Problem details
The whole answer is the data below, retyped exactly.

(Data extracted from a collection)
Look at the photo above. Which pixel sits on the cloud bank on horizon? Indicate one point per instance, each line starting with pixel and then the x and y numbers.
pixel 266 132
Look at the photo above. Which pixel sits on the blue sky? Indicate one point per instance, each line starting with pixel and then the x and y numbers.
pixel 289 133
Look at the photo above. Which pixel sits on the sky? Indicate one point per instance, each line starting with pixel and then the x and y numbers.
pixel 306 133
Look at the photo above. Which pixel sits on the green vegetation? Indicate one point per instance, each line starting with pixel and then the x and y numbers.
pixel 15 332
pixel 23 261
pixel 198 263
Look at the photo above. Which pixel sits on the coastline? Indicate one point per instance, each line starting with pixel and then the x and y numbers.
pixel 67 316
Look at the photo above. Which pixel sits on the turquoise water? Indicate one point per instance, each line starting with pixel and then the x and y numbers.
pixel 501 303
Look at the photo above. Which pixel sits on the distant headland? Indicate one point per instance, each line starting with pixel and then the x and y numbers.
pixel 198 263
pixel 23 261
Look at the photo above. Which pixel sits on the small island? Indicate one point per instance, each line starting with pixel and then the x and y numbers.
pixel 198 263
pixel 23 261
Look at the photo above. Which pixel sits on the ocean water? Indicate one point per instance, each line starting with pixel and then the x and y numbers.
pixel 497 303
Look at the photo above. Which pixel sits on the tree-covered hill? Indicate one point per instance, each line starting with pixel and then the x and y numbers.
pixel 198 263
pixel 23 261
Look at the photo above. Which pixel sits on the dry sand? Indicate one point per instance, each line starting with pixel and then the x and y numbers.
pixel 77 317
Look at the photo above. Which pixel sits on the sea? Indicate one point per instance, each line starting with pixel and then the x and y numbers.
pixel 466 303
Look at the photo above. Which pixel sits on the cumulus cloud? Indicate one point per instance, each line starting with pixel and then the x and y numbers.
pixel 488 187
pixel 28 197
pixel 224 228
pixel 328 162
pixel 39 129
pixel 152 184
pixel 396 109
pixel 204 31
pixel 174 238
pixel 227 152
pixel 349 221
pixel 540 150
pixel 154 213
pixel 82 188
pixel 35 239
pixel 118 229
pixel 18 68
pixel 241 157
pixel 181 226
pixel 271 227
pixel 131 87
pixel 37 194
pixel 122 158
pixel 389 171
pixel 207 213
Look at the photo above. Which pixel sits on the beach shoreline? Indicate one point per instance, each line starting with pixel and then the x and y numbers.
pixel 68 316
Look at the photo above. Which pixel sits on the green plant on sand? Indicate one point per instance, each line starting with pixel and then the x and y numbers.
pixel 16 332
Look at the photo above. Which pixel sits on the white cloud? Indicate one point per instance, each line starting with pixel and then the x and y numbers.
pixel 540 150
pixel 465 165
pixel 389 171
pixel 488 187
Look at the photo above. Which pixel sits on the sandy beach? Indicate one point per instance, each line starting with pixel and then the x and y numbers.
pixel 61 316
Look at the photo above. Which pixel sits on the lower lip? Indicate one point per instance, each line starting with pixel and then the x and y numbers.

Result
Look at the photo above. Which pixel sits on the cloud bank on horizon? Indicate one point per instance, each line starting with pixel and then the x and y numbers.
pixel 266 132
Look at the photo above. Which pixel sits on the blue sky? Indicate one point per instance, each line starting with pixel and then the x and y numbers.
pixel 289 133
Look at the photo above. Which pixel sits on the sky? Indicate one point per instance, each line starting with pixel and then the x and y numbers.
pixel 306 133
Look at the photo above. Which pixel sits on the green vegetation? Indicate one point per instance, each line starting with pixel and then the x and y numbers.
pixel 15 332
pixel 23 261
pixel 198 263
Look at the photo above. Which pixel sits on the coastline? Indicate one point per instance, each line starting with pixel and then the x and y numbers.
pixel 67 316
Look at the photo above. Which pixel sits on the turquoise water? Indicate one point per instance, each line starting with pixel and then the x and y numbers.
pixel 501 303
Look at the photo above. Which pixel sits on the distant headland? Indicate one point per instance, each line starting with pixel and then the x and y numbers.
pixel 198 263
pixel 23 261
Look at the photo above. Which pixel sits on the small island? Indicate one point per instance, each line starting with pixel and then the x and y numbers.
pixel 198 263
pixel 23 261
Look at the photo above. Which pixel sits on the ocean water? Indicate one point per instance, each line starting with pixel and then the x and y numbers.
pixel 497 303
Look at the photo above. Which pixel sits on the tree-covered hill? Indicate one point per instance, each line starting with pixel and then the x and y numbers.
pixel 198 263
pixel 23 261
Look at the photo above. Which pixel sits on the dry sand? Indicate one point per instance, each line starting with pixel and then the x and y numbers.
pixel 77 317
Look at the photo above. Which pixel sits on the sea? Indicate one point per instance, each line starting with pixel and then the x and y numbers.
pixel 466 303
Look at the photo above. Which pixel sits on the cumulus cloud? Indicate one point per instance, each line starting with pixel and then the x and y numbers.
pixel 488 187
pixel 28 197
pixel 224 228
pixel 328 162
pixel 39 129
pixel 152 184
pixel 396 109
pixel 204 31
pixel 174 238
pixel 227 152
pixel 349 221
pixel 540 150
pixel 154 213
pixel 82 188
pixel 35 239
pixel 118 229
pixel 18 68
pixel 241 157
pixel 181 226
pixel 271 227
pixel 131 87
pixel 37 194
pixel 122 158
pixel 389 171
pixel 207 213
Look at the photo above. Which pixel sits on the beach shoreline? Indicate one point per instance, each line starting with pixel and then the x and y numbers.
pixel 68 316
Look at the photo above. Which pixel sits on the green plant on sand? Indicate one point per instance, each line starting with pixel and then the x and y numbers.
pixel 16 332
Look at the photo above. Which pixel sits on the white cloud? Indicate one point per instance, each line starting with pixel and then the x and y numbers.
pixel 540 150
pixel 465 165
pixel 389 171
pixel 488 187
Look at the photo above. Which pixel sits on the sandy beach? Indicate one point per instance, each line starting with pixel and then the x and y numbers.
pixel 61 316
Look at the photo above. Which pixel sits on the lower lip? Indicate one point per instance, each line starting with pixel and then the x and y numbers.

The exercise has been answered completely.